## [QUESTIONS TO ANSWER]
a – Rewrite the unemployment article between "Global Unemployment Rates Set" and "at 11.687 million.", inclusive, swapping "jobs" for "positions".
b – Write the next part of the article on post-COVID unemployment, picking up after its final sentence.

## [EXCERPTED PASSAGE]
-- Opening Marker --
The global economy’s ability to recover from COVID-19 hinges on one very important factor: unemployment. More specifically, how high the unemployment rate gets. Although the economic recovery to date has been tremendous (both the Dow and the NASDAQ hit new all-time highs following the policy responses to COVID-19), global unemployment rates remain a question mark. With stimulus programs potentially coming to an end and companies restructuring in preparation for a post-COVID-19 world, unemployment rates may once again begin to creep up.
Global Unemployment Rates Set to Rise
A recent Labour Force Survey from Statistics Canada found that August’s increase in employment (+246,000 jobs) “brought employment to within 1.1 million of its pre-COVID February level.” While 246,000 more jobs is certainly welcome news, this is the lowest increase in jobs seen since April 2020. In other words, Canada’s employment rate seems to be slowing.
A similar situation appears to be playing out in the United States. According to Investopedia,
“[U.S.] employment data from Automatic Data Processing. . . showed that 428,000 private sector jobs were created in August, which was much lower than the 1.25 million expected. According to this data series, net job losses in the private sector since mid-March stand at 11.687 million.
What’s more, a recent New York Times article suggests that Europe could also see persistently high unemployment numbers,
“Governments are warning that millions will soon lose paychecks, and the European Central Bank said last week that unemployment was likely to surge and stay high even when a recovery from the pandemic unfolded.”
-- Closing Marker --
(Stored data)
-- Opening Marker --
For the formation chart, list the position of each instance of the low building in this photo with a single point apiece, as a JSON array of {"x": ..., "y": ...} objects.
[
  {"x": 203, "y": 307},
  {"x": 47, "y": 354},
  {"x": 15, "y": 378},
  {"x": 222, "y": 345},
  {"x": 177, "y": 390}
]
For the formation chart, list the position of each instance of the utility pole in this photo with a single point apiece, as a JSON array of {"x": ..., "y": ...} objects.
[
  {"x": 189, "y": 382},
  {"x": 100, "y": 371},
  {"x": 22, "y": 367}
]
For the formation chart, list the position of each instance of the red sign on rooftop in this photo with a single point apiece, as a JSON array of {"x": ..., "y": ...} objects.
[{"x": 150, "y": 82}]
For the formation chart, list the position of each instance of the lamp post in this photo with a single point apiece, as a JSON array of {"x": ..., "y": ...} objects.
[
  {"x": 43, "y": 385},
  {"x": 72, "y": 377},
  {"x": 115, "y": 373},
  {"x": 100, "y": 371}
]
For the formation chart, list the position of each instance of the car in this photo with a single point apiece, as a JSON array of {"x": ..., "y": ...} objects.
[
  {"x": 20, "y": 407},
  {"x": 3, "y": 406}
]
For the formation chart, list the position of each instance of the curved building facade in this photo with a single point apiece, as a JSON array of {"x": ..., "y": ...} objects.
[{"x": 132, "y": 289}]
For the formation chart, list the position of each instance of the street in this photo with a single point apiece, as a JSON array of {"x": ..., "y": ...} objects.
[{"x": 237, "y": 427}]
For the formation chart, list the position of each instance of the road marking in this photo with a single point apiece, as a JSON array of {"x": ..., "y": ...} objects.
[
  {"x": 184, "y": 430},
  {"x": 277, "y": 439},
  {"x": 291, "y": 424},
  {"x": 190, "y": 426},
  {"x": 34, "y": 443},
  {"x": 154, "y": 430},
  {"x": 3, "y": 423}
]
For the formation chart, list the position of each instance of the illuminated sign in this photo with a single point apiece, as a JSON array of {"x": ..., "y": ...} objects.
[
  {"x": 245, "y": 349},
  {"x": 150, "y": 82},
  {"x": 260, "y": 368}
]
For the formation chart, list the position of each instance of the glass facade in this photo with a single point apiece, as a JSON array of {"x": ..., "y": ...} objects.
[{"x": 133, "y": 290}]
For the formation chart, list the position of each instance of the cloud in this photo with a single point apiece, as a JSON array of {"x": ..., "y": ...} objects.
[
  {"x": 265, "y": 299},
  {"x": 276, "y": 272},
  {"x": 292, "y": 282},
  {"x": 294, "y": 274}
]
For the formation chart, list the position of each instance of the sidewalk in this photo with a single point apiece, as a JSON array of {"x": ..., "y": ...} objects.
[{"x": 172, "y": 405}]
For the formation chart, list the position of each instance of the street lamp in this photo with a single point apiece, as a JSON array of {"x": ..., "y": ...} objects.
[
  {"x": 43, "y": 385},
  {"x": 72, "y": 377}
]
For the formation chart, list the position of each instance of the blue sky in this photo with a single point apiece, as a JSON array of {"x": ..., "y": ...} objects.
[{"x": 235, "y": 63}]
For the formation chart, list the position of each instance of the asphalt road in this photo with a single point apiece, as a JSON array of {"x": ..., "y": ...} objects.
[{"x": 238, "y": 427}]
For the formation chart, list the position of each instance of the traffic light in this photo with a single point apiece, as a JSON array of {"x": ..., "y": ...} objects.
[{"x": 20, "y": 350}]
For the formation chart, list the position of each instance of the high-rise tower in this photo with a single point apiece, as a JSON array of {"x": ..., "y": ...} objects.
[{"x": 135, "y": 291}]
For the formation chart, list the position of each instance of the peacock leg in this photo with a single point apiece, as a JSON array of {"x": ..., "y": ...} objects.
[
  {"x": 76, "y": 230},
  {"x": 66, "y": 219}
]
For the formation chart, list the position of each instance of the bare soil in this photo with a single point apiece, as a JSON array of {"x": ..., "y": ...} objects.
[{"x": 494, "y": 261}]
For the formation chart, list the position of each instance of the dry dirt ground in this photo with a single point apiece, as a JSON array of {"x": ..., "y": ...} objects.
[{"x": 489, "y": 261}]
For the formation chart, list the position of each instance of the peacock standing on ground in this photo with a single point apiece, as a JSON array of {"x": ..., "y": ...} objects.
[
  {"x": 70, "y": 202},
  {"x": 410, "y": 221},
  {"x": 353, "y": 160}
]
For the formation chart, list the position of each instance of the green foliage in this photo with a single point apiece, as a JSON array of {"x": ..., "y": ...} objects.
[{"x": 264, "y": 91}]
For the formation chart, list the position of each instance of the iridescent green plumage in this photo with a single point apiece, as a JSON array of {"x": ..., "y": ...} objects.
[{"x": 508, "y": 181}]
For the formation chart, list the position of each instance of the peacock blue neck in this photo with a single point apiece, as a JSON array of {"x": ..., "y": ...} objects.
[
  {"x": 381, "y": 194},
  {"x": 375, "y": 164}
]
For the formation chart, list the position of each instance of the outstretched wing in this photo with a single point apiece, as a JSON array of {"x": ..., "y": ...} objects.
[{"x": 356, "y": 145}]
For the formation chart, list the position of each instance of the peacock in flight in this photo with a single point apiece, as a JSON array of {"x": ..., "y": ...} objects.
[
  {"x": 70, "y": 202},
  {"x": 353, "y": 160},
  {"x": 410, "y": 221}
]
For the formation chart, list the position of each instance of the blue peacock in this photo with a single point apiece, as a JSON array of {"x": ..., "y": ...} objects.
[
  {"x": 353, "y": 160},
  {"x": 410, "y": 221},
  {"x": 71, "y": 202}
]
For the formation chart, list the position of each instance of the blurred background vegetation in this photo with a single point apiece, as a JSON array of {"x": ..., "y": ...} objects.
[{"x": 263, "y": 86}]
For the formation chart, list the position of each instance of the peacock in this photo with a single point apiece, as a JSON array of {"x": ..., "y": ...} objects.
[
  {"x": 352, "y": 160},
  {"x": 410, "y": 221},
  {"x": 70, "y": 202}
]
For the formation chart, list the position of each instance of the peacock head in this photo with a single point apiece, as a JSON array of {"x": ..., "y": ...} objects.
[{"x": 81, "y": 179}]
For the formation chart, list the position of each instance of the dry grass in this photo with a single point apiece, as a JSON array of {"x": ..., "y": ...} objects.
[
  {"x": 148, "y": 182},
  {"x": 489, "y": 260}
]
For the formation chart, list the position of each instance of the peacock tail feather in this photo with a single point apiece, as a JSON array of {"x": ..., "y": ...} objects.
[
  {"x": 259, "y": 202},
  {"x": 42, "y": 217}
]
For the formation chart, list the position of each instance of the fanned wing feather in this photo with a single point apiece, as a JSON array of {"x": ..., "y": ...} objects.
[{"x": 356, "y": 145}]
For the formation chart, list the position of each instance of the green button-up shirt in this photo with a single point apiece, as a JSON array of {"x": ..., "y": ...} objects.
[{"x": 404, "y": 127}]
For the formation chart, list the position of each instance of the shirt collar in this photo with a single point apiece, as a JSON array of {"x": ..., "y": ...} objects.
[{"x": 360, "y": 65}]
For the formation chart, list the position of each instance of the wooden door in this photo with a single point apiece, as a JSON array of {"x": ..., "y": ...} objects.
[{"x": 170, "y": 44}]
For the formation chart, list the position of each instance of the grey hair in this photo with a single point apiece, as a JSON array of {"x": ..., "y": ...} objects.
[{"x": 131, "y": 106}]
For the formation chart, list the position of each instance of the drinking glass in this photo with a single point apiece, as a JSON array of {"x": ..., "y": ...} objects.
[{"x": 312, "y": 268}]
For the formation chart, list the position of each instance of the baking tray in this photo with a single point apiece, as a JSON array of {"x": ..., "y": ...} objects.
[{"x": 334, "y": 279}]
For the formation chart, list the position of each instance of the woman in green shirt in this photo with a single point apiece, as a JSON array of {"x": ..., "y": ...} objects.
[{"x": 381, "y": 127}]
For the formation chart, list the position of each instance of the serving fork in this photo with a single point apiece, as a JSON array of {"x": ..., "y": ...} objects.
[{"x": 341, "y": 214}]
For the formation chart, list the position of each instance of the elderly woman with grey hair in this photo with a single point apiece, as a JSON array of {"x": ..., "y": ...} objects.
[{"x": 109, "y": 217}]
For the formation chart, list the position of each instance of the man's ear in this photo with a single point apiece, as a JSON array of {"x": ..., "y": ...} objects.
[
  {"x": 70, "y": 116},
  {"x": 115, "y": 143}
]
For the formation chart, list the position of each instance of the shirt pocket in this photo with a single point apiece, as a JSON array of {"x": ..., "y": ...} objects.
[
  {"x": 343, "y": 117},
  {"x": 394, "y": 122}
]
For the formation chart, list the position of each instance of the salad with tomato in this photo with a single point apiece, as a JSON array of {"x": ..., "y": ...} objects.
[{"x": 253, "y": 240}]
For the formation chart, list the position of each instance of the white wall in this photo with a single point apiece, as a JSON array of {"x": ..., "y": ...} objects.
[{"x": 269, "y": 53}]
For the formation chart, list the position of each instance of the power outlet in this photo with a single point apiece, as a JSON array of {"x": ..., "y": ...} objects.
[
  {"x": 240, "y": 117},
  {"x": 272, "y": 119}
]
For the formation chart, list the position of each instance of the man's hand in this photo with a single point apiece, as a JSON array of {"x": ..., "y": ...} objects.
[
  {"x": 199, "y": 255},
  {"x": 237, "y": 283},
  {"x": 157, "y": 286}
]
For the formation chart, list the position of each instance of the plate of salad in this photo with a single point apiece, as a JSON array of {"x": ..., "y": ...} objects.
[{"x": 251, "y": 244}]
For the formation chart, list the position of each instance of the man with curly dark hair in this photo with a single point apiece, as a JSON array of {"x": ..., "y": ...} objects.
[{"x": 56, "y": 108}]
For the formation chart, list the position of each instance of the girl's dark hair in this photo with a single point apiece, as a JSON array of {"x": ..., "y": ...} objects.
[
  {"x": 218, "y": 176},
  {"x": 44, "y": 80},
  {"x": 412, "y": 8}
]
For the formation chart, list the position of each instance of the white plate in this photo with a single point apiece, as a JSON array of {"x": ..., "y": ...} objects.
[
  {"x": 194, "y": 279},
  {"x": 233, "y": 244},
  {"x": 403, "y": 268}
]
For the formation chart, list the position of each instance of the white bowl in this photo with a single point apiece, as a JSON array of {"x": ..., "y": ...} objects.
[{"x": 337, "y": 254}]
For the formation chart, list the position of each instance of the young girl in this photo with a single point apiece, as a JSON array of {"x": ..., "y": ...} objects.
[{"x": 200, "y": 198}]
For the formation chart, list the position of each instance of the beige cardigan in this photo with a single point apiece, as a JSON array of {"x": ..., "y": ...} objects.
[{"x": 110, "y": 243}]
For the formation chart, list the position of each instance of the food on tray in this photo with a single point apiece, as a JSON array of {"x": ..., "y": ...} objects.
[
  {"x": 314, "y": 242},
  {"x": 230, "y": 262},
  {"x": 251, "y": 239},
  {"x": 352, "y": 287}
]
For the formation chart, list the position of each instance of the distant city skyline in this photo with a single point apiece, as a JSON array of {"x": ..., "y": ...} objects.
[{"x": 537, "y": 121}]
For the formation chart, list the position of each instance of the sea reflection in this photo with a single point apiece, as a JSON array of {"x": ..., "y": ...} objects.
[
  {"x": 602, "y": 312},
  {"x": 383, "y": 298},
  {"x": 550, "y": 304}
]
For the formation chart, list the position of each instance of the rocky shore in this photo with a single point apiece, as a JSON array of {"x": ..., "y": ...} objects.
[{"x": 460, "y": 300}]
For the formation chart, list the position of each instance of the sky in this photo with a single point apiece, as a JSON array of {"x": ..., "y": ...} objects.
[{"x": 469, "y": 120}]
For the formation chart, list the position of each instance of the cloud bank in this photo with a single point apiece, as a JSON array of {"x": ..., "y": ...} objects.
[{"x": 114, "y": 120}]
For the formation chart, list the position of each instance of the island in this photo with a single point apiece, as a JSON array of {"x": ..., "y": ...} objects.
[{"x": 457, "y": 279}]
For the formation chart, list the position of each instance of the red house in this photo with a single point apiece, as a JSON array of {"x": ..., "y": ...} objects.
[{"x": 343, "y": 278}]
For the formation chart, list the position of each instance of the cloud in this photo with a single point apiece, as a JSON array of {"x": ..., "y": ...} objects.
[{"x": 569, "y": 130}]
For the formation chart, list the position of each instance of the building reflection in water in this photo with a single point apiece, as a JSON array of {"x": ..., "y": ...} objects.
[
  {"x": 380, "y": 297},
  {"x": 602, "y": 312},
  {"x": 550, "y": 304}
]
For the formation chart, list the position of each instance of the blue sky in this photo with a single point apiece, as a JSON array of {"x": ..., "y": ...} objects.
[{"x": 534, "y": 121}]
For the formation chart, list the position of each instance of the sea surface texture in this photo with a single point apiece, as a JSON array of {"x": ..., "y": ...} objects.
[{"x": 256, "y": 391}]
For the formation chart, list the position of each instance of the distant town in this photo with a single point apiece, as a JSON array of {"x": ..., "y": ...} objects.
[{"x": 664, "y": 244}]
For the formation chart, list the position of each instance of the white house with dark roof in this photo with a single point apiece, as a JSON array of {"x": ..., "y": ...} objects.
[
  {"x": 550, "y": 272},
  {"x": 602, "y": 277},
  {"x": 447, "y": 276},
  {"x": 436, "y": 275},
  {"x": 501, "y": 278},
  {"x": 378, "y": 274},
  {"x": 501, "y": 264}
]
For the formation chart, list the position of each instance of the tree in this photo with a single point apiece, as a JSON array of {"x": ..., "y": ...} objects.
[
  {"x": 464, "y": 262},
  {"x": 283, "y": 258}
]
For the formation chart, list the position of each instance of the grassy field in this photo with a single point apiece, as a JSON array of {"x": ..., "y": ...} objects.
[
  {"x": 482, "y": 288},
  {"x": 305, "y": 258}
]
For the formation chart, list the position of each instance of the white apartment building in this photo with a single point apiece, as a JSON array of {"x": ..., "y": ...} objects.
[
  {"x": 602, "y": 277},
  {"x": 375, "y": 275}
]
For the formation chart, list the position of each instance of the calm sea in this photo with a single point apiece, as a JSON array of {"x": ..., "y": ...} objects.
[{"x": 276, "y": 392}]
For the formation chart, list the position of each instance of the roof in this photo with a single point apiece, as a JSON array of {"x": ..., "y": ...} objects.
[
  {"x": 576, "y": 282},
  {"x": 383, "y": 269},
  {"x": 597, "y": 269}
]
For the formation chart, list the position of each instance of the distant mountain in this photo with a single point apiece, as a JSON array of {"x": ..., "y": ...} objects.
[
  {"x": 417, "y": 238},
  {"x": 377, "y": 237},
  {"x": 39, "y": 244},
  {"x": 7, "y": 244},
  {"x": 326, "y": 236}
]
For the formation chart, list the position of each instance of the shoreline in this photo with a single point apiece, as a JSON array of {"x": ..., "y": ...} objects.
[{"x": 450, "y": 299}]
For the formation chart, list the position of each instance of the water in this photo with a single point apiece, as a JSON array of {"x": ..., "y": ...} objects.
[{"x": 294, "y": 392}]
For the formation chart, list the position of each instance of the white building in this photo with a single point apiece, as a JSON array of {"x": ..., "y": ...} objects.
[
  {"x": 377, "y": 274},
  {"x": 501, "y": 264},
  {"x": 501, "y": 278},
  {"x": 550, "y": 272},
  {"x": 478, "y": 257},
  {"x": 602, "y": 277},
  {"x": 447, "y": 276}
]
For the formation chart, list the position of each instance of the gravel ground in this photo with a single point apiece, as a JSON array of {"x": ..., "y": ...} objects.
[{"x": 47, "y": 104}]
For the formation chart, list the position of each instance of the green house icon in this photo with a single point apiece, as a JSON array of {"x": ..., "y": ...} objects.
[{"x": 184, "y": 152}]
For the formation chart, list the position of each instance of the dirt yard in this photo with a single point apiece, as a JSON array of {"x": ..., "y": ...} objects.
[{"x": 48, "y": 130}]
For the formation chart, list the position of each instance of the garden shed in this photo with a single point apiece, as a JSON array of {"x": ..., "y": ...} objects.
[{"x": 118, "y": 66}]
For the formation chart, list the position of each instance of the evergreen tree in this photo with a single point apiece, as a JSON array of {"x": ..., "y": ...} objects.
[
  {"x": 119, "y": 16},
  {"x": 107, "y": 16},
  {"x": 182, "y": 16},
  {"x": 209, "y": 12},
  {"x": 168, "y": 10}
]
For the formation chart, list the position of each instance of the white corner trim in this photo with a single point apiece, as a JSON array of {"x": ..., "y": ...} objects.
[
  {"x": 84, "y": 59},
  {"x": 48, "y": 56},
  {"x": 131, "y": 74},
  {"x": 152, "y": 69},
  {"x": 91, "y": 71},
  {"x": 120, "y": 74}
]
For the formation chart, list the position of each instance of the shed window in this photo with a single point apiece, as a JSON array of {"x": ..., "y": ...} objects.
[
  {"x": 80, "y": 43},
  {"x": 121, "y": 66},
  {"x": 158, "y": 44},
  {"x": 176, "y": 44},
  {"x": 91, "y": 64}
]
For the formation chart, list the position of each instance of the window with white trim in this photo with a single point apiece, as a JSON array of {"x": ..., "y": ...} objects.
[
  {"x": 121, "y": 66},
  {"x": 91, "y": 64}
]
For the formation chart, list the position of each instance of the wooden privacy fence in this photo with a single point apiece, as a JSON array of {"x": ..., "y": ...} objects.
-- Closing Marker --
## [TASK RESPONSES]
a –
Global Unemployment Rates Set to Rise
A recent Labour Force Survey from Statistics Canada found that August’s increase in employment (+246,000 positions) “brought employment to within 1.1 million of its pre-COVID February level.” While 246,000 more positions is certainly welcome news, this is the lowest increase in positions seen since April 2020. In other words, Canada’s employment rate seems to be slowing.
A similar situation appears to be playing out in the United States. According to Investopedia,
“[U.S.] employment data from Automatic Data Processing. . . showed that 428,000 private sector positions were created in August, which was much lower than the 1.25 million expected. According to this data series, net job losses in the private sector since mid-March stand at 11.687 million.

b –
The article goes on to state,
“[European] executives are realizing that the damage is going to last for much longer than you can survive on government support programs, so they are restructuring now,” said Sebastian Stern, a senior partner at McKinsey in Germany. . .
Companies don’t just “restructure” on a whim. They do it because they believe trouble lies ahead — despite what market indices like the NASDAQ would lead you to believe.
Unemployment Rates Will Test Market Economies
It’s not just Canada, the U.S., or Europe that’s at risk of continued high unemployment rates — it’s every other market economy on Earth. In the months that follow, investors will begin to see whether or not the actions of governments and central banks were enough to overcome COVID-19. Although we believe it will be, the resiliency of market economies is being tested at a time of unparalleled social and economic tension.
Note: It’s important to keep in mind that the Canada Emergency Response Benefit (CERB) is set to end on September 26, 2020. While this won’t affect Canada’s unemployment rate, it will affect how households spend in Canada — and household spending is a key determinant of jobs. To date, $76.43 billion has been paid out in CERB benefits.